>>>

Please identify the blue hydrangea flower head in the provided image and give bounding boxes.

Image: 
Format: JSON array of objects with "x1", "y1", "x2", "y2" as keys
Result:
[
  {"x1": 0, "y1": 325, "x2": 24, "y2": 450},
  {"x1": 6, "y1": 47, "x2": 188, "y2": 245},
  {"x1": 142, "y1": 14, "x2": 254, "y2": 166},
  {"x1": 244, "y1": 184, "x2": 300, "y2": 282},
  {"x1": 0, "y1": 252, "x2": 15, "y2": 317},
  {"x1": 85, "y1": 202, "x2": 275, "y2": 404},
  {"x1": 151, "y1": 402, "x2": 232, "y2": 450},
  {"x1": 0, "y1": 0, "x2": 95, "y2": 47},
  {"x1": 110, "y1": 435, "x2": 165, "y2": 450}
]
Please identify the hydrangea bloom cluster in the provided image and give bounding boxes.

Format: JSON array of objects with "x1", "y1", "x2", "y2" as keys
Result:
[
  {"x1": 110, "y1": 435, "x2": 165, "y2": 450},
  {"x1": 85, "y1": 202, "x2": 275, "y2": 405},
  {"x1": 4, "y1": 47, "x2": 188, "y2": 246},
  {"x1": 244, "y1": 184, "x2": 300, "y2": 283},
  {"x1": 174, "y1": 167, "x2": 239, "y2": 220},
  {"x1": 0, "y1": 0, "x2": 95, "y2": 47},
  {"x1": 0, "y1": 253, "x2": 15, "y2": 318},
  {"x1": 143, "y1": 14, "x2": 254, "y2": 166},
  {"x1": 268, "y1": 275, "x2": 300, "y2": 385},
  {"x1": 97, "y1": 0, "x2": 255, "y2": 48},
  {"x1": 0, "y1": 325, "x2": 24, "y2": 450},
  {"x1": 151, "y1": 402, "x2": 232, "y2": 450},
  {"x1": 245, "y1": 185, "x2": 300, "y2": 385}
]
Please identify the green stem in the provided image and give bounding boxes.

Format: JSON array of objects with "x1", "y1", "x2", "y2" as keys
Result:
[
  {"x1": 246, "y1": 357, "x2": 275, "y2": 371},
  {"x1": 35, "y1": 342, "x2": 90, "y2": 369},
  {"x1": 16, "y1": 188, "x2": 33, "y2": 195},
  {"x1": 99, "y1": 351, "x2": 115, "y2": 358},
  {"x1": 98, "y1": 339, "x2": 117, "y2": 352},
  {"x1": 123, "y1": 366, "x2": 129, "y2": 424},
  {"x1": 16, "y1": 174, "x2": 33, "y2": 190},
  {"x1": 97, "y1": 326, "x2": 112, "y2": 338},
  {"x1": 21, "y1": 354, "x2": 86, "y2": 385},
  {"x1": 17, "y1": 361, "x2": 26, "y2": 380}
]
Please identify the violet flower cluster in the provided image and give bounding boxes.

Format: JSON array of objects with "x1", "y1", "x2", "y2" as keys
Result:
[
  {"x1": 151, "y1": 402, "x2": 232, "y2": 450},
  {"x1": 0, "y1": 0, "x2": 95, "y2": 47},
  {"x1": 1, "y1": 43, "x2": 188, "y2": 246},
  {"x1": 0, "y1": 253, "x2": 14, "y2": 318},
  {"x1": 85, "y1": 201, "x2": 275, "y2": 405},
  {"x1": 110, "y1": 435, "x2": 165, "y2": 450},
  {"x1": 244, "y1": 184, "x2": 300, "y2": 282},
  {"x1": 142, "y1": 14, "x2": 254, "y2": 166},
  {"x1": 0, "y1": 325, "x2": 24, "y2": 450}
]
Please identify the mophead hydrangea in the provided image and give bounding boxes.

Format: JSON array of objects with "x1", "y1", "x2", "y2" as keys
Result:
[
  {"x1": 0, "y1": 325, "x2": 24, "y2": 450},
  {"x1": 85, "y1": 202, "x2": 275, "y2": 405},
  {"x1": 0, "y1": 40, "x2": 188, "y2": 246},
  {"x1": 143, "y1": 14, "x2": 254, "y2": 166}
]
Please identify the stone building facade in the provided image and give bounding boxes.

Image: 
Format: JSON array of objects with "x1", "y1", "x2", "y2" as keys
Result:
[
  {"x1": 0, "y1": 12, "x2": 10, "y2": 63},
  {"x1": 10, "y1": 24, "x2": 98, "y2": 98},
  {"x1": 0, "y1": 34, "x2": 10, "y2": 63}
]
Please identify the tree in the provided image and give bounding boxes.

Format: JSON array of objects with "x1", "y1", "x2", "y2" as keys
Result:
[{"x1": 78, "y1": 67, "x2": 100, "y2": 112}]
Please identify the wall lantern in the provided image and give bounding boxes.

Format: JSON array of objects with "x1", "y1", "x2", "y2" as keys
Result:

<<<

■ **Work instruction**:
Report back each line in the material above that contains the string "provided".

■ **Result of the task**:
Please identify the blue hydrangea flower head in the provided image and give bounding boxes.
Please identify the hydrangea bloom cluster in the provided image and give bounding boxes.
Please identify the green stem in the provided image and give bounding boxes.
Please identify the violet flower cluster in the provided image and give bounding boxes.
Please identify the mophead hydrangea in the provided image and give bounding boxes.
Please identify the stone building facade in the provided image and give bounding boxes.
Please identify the tree in the provided image and give bounding boxes.
Please identify the wall lantern in the provided image and give bounding boxes.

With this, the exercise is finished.